§ **WHAT THE EXERCISE ASKS**:
Rewrite the lines starting at the one containing "Every instance of the red phillies" and ending at the one containing "x=503, y=426", swapping "yellow" for "orange" and leaving everything else unchanged.

§ **INFORMATION SHOWN**:
* begin *
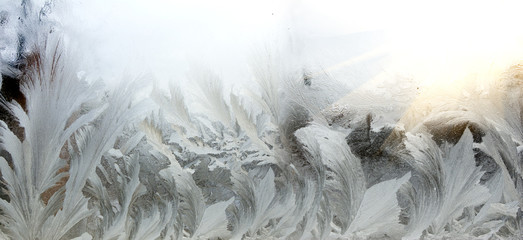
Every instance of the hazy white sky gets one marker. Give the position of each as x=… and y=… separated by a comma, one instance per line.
x=166, y=37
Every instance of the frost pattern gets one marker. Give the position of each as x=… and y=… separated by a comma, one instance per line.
x=287, y=163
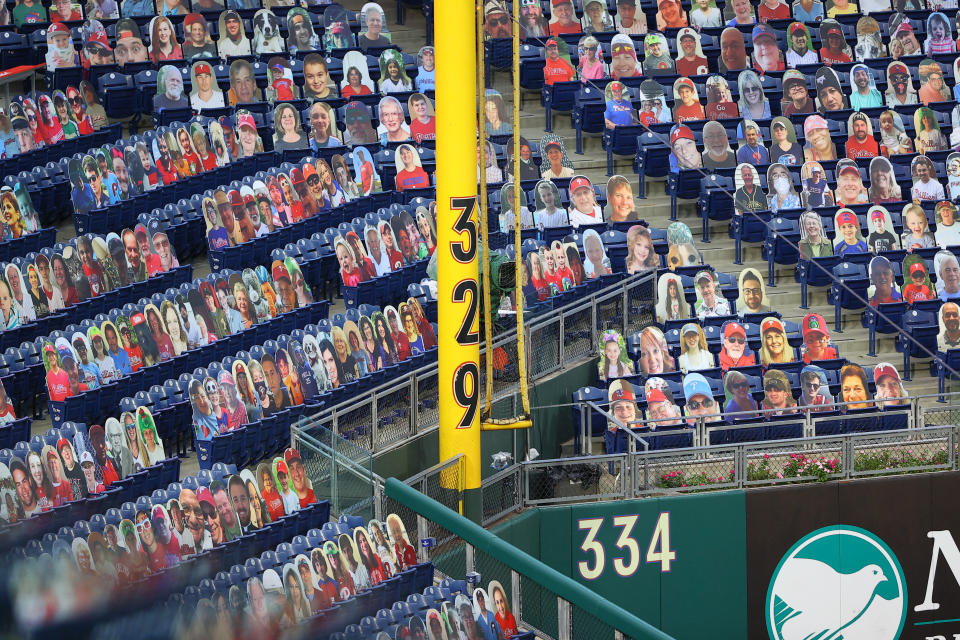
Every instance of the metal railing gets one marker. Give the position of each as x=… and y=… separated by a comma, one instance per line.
x=391, y=414
x=919, y=411
x=736, y=466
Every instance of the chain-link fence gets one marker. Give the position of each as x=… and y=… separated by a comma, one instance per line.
x=389, y=415
x=338, y=469
x=763, y=463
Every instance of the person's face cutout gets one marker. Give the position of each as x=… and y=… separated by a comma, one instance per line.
x=733, y=53
x=853, y=388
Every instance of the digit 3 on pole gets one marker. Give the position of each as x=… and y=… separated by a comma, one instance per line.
x=457, y=266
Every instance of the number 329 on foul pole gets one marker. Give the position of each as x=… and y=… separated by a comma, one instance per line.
x=466, y=298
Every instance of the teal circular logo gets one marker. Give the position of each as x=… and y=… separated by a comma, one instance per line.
x=837, y=582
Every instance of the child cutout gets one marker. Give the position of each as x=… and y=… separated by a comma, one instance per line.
x=671, y=303
x=881, y=237
x=532, y=23
x=883, y=288
x=939, y=35
x=781, y=194
x=916, y=234
x=929, y=137
x=620, y=201
x=720, y=104
x=393, y=75
x=558, y=67
x=748, y=196
x=814, y=390
x=336, y=29
x=777, y=397
x=683, y=149
x=554, y=163
x=686, y=101
x=948, y=231
x=60, y=52
x=623, y=58
x=900, y=89
x=850, y=189
x=657, y=60
x=819, y=145
x=596, y=263
x=753, y=293
x=753, y=101
x=919, y=288
x=735, y=352
x=690, y=58
x=848, y=238
x=705, y=14
x=932, y=86
x=716, y=147
x=774, y=346
x=694, y=354
x=766, y=52
x=591, y=65
x=835, y=49
x=670, y=15
x=614, y=360
x=654, y=357
x=584, y=209
x=800, y=46
x=596, y=19
x=681, y=251
x=653, y=104
x=710, y=300
x=816, y=339
x=869, y=40
x=926, y=185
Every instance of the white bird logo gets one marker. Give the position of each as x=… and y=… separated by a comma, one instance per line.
x=815, y=602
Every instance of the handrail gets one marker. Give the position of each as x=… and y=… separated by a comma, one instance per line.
x=523, y=563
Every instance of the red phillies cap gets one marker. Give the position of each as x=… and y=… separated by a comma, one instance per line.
x=680, y=132
x=655, y=395
x=771, y=323
x=246, y=120
x=733, y=327
x=850, y=168
x=846, y=217
x=623, y=393
x=814, y=322
x=885, y=370
x=99, y=37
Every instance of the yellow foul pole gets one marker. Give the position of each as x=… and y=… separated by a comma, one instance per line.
x=457, y=235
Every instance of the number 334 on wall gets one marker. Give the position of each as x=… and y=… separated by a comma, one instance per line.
x=626, y=557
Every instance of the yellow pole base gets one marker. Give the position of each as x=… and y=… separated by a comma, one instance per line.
x=503, y=426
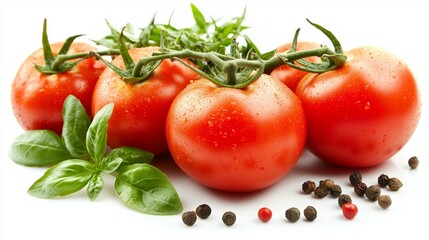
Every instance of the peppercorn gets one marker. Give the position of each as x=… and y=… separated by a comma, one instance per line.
x=355, y=177
x=229, y=218
x=413, y=162
x=394, y=184
x=293, y=214
x=308, y=187
x=189, y=218
x=335, y=191
x=383, y=180
x=310, y=213
x=320, y=192
x=203, y=211
x=372, y=192
x=327, y=183
x=360, y=188
x=384, y=201
x=344, y=198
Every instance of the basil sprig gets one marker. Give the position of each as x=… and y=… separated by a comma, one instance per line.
x=80, y=158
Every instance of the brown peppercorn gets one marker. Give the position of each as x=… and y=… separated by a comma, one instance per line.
x=344, y=198
x=308, y=187
x=310, y=213
x=293, y=214
x=203, y=211
x=360, y=188
x=355, y=177
x=384, y=201
x=320, y=192
x=189, y=218
x=229, y=218
x=373, y=192
x=394, y=184
x=327, y=183
x=413, y=162
x=335, y=191
x=383, y=180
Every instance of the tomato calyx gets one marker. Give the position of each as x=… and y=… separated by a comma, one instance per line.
x=61, y=62
x=329, y=59
x=232, y=70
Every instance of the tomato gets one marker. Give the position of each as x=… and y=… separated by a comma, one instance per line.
x=363, y=113
x=236, y=139
x=37, y=98
x=349, y=210
x=138, y=119
x=289, y=75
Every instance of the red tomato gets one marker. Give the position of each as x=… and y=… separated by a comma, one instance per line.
x=349, y=210
x=236, y=139
x=363, y=113
x=289, y=75
x=138, y=119
x=37, y=99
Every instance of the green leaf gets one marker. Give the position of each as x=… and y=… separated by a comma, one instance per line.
x=110, y=164
x=76, y=124
x=38, y=148
x=147, y=190
x=199, y=18
x=63, y=179
x=95, y=185
x=130, y=155
x=96, y=136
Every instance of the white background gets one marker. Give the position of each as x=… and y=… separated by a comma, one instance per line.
x=399, y=26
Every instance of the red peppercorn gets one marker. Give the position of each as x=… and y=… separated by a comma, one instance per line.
x=349, y=210
x=265, y=214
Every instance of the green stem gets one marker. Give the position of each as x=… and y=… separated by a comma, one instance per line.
x=279, y=59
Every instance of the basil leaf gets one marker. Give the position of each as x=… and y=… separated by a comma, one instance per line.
x=130, y=155
x=147, y=190
x=110, y=164
x=95, y=185
x=76, y=124
x=63, y=179
x=96, y=136
x=38, y=148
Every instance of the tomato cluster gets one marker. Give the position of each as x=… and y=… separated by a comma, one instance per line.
x=357, y=115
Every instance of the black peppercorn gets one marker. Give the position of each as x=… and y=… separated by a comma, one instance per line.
x=293, y=214
x=344, y=198
x=383, y=180
x=413, y=162
x=320, y=192
x=360, y=188
x=335, y=191
x=203, y=211
x=229, y=218
x=355, y=177
x=308, y=187
x=189, y=218
x=372, y=192
x=384, y=201
x=310, y=213
x=394, y=184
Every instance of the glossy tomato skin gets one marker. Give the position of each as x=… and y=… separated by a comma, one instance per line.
x=289, y=75
x=363, y=113
x=236, y=139
x=37, y=99
x=138, y=119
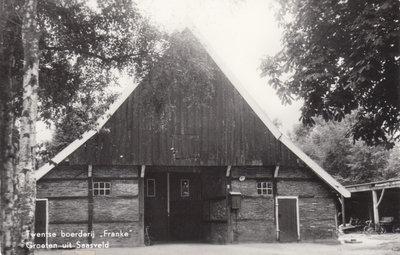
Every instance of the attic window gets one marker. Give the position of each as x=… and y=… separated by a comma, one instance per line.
x=264, y=188
x=101, y=188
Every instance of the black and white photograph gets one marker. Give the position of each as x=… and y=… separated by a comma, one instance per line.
x=199, y=127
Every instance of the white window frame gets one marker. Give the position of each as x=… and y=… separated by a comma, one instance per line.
x=104, y=189
x=188, y=182
x=268, y=188
x=154, y=187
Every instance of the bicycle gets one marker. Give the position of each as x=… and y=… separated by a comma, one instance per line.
x=372, y=227
x=147, y=238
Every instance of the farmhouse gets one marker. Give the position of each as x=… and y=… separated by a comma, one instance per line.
x=217, y=172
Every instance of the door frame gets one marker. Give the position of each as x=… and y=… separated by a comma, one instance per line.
x=297, y=214
x=47, y=216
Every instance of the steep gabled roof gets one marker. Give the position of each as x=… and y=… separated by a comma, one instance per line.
x=243, y=92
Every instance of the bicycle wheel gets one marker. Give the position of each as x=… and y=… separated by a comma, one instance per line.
x=147, y=240
x=369, y=230
x=396, y=228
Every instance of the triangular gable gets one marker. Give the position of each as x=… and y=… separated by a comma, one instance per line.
x=242, y=91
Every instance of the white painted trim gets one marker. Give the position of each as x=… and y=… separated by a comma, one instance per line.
x=264, y=117
x=228, y=171
x=154, y=189
x=297, y=212
x=47, y=217
x=63, y=154
x=243, y=92
x=142, y=171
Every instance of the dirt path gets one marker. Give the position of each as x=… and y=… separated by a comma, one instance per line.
x=388, y=244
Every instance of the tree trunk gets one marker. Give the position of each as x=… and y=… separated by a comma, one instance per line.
x=25, y=180
x=8, y=36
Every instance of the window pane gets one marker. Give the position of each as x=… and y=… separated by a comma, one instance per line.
x=151, y=187
x=185, y=192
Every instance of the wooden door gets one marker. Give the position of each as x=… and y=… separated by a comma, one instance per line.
x=40, y=220
x=155, y=208
x=287, y=219
x=185, y=207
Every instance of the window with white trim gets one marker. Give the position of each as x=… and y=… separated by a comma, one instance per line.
x=151, y=187
x=101, y=188
x=264, y=188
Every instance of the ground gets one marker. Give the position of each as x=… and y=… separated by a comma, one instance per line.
x=350, y=244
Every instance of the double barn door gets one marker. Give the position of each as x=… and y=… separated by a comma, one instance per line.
x=173, y=206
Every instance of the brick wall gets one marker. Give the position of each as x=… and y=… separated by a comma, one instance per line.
x=66, y=188
x=255, y=221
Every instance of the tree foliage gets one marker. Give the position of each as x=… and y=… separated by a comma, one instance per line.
x=350, y=162
x=80, y=48
x=341, y=56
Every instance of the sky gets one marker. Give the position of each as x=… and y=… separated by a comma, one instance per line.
x=242, y=32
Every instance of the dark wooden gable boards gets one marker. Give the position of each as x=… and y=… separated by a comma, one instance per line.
x=223, y=131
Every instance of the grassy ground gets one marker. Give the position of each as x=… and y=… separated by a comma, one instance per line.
x=351, y=244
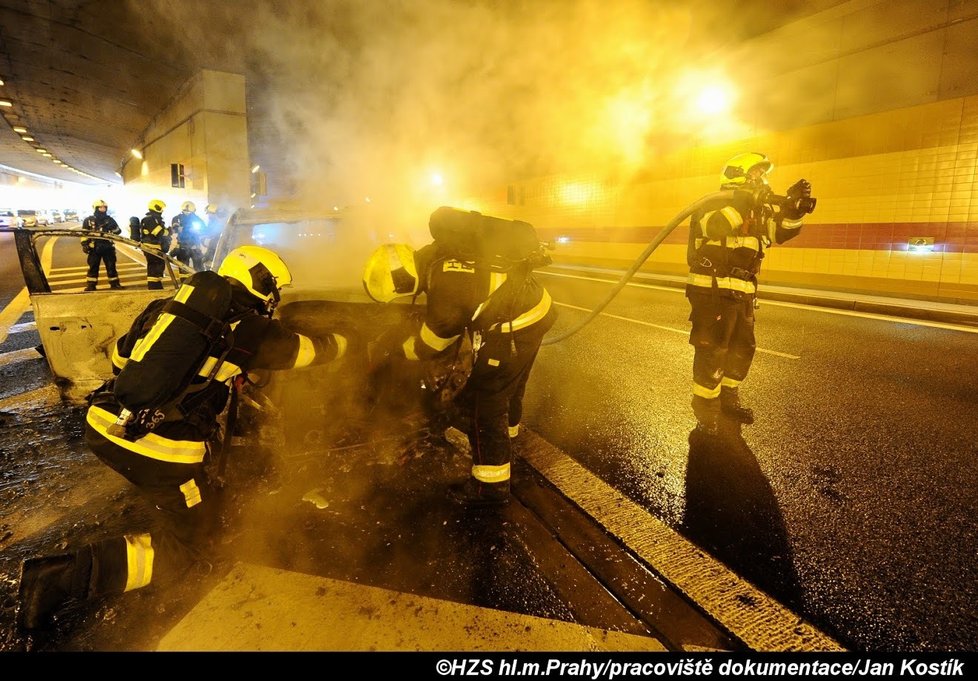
* end *
§ **TASK OUTPUT**:
Every instance of the red phillies cap gets one marker. Give the position of each as x=… and y=… separated by a comma, one instance per line.
x=680, y=132
x=655, y=395
x=771, y=323
x=246, y=120
x=733, y=327
x=850, y=168
x=846, y=217
x=623, y=393
x=814, y=322
x=885, y=370
x=99, y=37
Every instance of the orange foul pole gets one marker. Give the position of each as x=… and y=… separated by a comma, one instance per line.
x=457, y=235
Every instance of the number 334 on wall gets one marker. Give the position of each as x=… and y=… separated by a comma, one instance per line.
x=626, y=557
Every instance of the orange pole base gets one marker. Give the position of each as x=… and y=… separated by a comma, one instance per line.
x=503, y=426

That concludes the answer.